* Input records
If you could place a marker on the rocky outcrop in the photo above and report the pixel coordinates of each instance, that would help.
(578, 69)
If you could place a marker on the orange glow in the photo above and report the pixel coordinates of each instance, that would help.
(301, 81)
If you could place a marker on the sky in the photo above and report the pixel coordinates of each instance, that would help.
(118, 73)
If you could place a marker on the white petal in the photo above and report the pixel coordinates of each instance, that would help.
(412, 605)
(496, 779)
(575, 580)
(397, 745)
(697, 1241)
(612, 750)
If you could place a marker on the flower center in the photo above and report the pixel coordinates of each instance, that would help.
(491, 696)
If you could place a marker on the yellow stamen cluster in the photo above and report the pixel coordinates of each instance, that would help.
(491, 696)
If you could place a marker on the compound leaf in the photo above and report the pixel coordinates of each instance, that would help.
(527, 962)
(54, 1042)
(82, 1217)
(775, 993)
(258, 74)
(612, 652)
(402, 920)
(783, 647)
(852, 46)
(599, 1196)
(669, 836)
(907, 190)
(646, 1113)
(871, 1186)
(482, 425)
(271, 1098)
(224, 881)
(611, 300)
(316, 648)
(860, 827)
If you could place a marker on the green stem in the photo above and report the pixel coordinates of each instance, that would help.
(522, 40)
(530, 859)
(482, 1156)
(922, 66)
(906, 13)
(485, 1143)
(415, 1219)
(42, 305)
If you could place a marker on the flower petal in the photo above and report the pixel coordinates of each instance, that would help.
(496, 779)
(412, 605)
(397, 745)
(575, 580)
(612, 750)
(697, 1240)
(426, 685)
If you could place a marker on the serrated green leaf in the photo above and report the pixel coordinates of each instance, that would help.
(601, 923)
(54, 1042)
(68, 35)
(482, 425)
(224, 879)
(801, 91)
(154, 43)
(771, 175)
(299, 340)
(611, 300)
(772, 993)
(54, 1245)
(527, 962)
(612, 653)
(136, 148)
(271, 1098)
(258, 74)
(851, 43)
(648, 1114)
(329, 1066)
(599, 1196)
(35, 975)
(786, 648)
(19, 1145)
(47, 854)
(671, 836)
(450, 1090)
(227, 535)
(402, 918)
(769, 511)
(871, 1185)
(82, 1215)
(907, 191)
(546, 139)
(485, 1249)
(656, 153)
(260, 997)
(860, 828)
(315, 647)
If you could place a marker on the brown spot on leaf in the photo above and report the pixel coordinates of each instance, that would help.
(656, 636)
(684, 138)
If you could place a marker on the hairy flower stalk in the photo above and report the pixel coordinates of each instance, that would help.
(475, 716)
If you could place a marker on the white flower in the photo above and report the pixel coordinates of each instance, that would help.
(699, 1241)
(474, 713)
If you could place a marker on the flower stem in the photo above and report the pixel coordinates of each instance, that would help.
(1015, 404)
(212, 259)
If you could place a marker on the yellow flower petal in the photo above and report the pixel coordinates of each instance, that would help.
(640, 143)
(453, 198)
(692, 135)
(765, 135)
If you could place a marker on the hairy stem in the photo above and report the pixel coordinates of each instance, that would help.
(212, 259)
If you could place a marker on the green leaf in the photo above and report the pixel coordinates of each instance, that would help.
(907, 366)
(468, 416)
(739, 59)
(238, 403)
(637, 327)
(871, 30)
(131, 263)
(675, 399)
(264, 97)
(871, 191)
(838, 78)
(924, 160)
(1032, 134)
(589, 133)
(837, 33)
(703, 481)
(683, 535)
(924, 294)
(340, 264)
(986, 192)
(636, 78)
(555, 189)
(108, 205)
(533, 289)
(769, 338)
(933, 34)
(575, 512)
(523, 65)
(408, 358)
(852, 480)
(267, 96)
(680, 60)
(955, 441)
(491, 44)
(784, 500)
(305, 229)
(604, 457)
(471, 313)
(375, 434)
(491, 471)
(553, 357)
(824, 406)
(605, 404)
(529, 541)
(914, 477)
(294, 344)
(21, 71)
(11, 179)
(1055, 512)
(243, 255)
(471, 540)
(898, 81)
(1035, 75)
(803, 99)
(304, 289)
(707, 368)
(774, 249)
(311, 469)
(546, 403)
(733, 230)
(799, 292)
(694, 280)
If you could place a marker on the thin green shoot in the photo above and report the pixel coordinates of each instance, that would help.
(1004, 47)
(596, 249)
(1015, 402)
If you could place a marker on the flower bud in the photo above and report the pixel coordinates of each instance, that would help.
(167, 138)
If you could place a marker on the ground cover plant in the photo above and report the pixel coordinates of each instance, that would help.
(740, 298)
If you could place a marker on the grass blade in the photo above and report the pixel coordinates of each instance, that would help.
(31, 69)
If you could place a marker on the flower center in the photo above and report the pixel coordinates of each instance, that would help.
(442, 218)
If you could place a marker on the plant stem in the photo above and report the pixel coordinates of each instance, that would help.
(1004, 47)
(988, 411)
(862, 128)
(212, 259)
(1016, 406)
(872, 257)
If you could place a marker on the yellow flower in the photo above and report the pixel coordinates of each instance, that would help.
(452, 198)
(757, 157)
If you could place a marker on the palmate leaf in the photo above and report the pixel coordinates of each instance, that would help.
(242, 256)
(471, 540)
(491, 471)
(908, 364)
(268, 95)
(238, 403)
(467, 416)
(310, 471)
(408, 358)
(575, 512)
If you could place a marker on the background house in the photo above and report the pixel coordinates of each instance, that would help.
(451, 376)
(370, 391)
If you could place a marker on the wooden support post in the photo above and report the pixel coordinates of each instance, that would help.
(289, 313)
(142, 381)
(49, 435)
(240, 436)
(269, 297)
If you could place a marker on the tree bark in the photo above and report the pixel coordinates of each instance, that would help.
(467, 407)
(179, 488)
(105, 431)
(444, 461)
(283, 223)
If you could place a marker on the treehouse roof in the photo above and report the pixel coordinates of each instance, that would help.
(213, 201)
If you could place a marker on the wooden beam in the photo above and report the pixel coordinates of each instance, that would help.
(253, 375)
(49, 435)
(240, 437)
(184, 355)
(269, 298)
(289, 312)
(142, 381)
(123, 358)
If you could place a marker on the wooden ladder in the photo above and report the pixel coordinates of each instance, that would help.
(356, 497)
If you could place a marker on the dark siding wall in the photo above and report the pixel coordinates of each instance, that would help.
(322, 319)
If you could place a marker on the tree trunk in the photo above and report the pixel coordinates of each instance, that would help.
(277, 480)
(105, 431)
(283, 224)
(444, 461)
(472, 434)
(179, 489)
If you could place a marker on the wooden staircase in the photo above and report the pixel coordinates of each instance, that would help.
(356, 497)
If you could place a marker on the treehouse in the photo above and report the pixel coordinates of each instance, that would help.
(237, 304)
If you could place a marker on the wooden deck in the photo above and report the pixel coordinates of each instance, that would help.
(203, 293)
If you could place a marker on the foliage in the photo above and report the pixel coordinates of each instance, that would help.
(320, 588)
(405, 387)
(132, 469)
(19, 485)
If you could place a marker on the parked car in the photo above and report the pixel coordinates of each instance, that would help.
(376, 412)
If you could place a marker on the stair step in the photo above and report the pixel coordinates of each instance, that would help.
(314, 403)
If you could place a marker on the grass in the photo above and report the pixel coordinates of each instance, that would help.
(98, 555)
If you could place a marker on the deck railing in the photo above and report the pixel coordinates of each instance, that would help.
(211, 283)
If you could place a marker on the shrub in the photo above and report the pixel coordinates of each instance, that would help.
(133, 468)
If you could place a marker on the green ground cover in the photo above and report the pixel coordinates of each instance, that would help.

* Request
Reproduce the material above, every line of it, exactly.

* Result of this task
If you could place a marker on the rocky outcrop in the photo above and report the pixel coordinates of each instance, that would help.
(578, 69)
If you could place a marker on the orange glow in the photo above and report the pixel coordinates of each instance, that would help.
(301, 81)
If you could place a marker on the sky in the photo above and report the pixel coordinates of each instance, that would help.
(118, 73)
If you could place a marker on the white petal in the photo above and report the pixel coordinates of each instance, that would help.
(412, 605)
(496, 779)
(575, 580)
(397, 745)
(697, 1241)
(612, 750)
If you could place a marker on the flower center in the photo above and report the pixel coordinates of each instance, that would help.
(491, 696)
If you could place a marker on the yellow stamen cluster in the photo above and report the pixel coordinates of each instance, that would help.
(491, 696)
If you could place a marker on the compound leaf in the photo above and report the pixel coordinates of each instance, that would help.
(527, 962)
(54, 1042)
(82, 1217)
(775, 993)
(258, 74)
(612, 652)
(402, 920)
(783, 647)
(852, 46)
(599, 1196)
(669, 836)
(907, 190)
(646, 1113)
(871, 1186)
(482, 425)
(271, 1098)
(224, 881)
(611, 300)
(316, 648)
(860, 827)
If you could place a marker on the green stem in the photo above and report the pixel coordinates of each instance, that would help.
(522, 40)
(530, 859)
(482, 1156)
(922, 66)
(906, 13)
(485, 1143)
(415, 1219)
(42, 305)
If you could place a marker on the flower petal in the photo above and report the pixel coordinates of each instance, that would help.
(496, 779)
(412, 605)
(397, 745)
(575, 580)
(612, 750)
(697, 1240)
(426, 685)
If you could place a marker on the serrated green leaf in the photo above and report the pixel coordinates of each instance, that would help.
(601, 923)
(54, 1042)
(68, 35)
(482, 425)
(224, 879)
(801, 91)
(154, 43)
(771, 175)
(299, 340)
(611, 300)
(772, 993)
(54, 1245)
(527, 962)
(612, 653)
(136, 148)
(271, 1098)
(258, 74)
(851, 43)
(648, 1114)
(329, 1066)
(599, 1196)
(35, 975)
(786, 648)
(19, 1145)
(47, 854)
(671, 836)
(450, 1090)
(227, 535)
(402, 918)
(769, 511)
(871, 1185)
(82, 1215)
(907, 191)
(546, 139)
(485, 1249)
(656, 153)
(260, 997)
(860, 828)
(315, 647)
If you could place a marker on the brown spot on leaf in the photo above and report the pixel coordinates of each instance, that would help.
(656, 636)
(684, 138)
If you could place a marker on the hairy flower stalk in the photo above and report the pixel coordinates of each instance, that would help.
(475, 716)
If you could place a marker on the white flower in the photo above and report the pixel coordinates of each instance, that would help.
(699, 1241)
(474, 713)
If you could place a marker on the flower stem in the photo above and report the pixel coordinates of each instance, that would help.
(1015, 404)
(212, 259)
If you could place a marker on the yellow flower petal in the photo above and report the pixel coordinates of each instance, that would help.
(640, 143)
(453, 198)
(692, 135)
(765, 135)
If you could place a marker on the hairy stem in the photo above and report the pixel coordinates of each instance, that would help.
(212, 259)
If you could place a marker on the green leaf in the photo above and report the pixel coordinates of each instance, that would help.
(907, 366)
(468, 416)
(739, 59)
(238, 403)
(637, 327)
(871, 30)
(131, 263)
(675, 399)
(264, 97)
(871, 191)
(838, 78)
(924, 160)
(1032, 134)
(589, 133)
(837, 33)
(703, 481)
(683, 535)
(924, 294)
(340, 264)
(986, 192)
(636, 78)
(555, 189)
(108, 205)
(533, 289)
(769, 338)
(933, 34)
(575, 512)
(523, 65)
(408, 358)
(852, 480)
(267, 96)
(680, 60)
(955, 441)
(491, 44)
(784, 500)
(305, 229)
(604, 457)
(471, 313)
(375, 434)
(491, 471)
(553, 357)
(824, 406)
(605, 404)
(529, 541)
(914, 477)
(294, 344)
(21, 71)
(11, 179)
(1055, 512)
(243, 255)
(471, 540)
(898, 81)
(1035, 75)
(803, 99)
(304, 289)
(707, 368)
(774, 249)
(311, 469)
(546, 403)
(733, 230)
(799, 292)
(694, 280)
If you could place a marker on the thin green shoot in the photo above and report the pixel coordinates of each instance, that would help.
(1004, 47)
(596, 249)
(1015, 402)
If you could place a marker on the flower bud in the photo above and report the pixel coordinates of each instance, that would help.
(167, 138)
If you could place a marker on the ground cover plant in the photo above and report the pixel coordinates of each instance, that would help.
(740, 298)
If you could place a marker on the grass blade in the photo above and report the pixel coordinates of each instance, that would help.
(31, 69)
If you could place a marker on the flower center in the photo above and report the pixel coordinates of each instance, that would help.
(442, 218)
If you could place a marker on the plant stem in the photo above and report the pixel coordinates of each instance, that would help.
(1004, 47)
(988, 411)
(862, 128)
(212, 259)
(1016, 406)
(872, 257)
If you could place a marker on the yellow flower in the photo above and report the pixel coordinates of each instance, that would help.
(452, 198)
(757, 157)
If you could place a marker on the palmate leaf in the photo above and report the pixel coordinates of each instance, that would help.
(242, 256)
(471, 540)
(491, 471)
(908, 364)
(268, 95)
(238, 403)
(467, 416)
(310, 471)
(408, 358)
(575, 512)
If you could place a marker on the background house in the photo above and report the pixel coordinates of each instance, that would help.
(451, 376)
(370, 391)
If you could place a marker on the wooden support post in the photo above and report the pixel coordinates of each instance, that would help.
(289, 313)
(142, 381)
(49, 435)
(240, 436)
(269, 297)
If you could place a marker on the tree bark in the photo above and report the pixel coordinates of each instance, that would help.
(467, 407)
(179, 488)
(105, 431)
(444, 461)
(283, 223)
If you could place a marker on the treehouse roof in the photo above and report the pixel coordinates of each instance, that would help.
(213, 201)
If you could place a marker on the wooden beam in the photo above and report the pixel coordinates of each instance, that would help.
(253, 375)
(49, 435)
(240, 437)
(184, 355)
(269, 298)
(289, 312)
(142, 381)
(123, 358)
If you could place a marker on the wooden ladder in the photo above and report the pixel coordinates of each instance, that would help.
(356, 497)
If you could place a marker on the dark siding wall in the photo above and report the pixel coordinates of each instance, that would help.
(322, 319)
If you could place a marker on the tree trunk in the photo above and report the pixel coordinates of each instance, that would help.
(277, 480)
(105, 431)
(283, 224)
(444, 461)
(472, 434)
(179, 489)
If you could place a marker on the wooden staircase in the photo above and report the pixel coordinates of each instance, that would help.
(356, 497)
If you could place a marker on the treehouse in the photo above and report the pixel coordinates of each instance, that would help.
(237, 304)
If you could place a marker on the wooden deck in the photo above and report the pixel coordinates of each instance, that would help.
(203, 293)
If you could place a marker on the foliage in the photo above and report the pixel coordinates of each instance, that would help.
(320, 588)
(405, 387)
(132, 469)
(19, 485)
If you could place a marker on the parked car in the photo above and report the pixel coordinates of each instance, that would help.
(376, 412)
If you could place a marker on the stair step in the photo above and report the pixel coordinates of each instance, that would help.
(314, 403)
If you could place a marker on the grass in the photo above and report the pixel coordinates of each instance, that would help.
(98, 555)
If you could place a marker on the deck railing in the photo above and report the pixel coordinates of each instance, that would help.
(211, 283)
If you could place a marker on the shrub in the photo above and report the pixel coordinates of each instance, that would help.
(133, 468)
If you could place a marker on the green ground cover in the photo above and report the pixel coordinates of each instance, that would help.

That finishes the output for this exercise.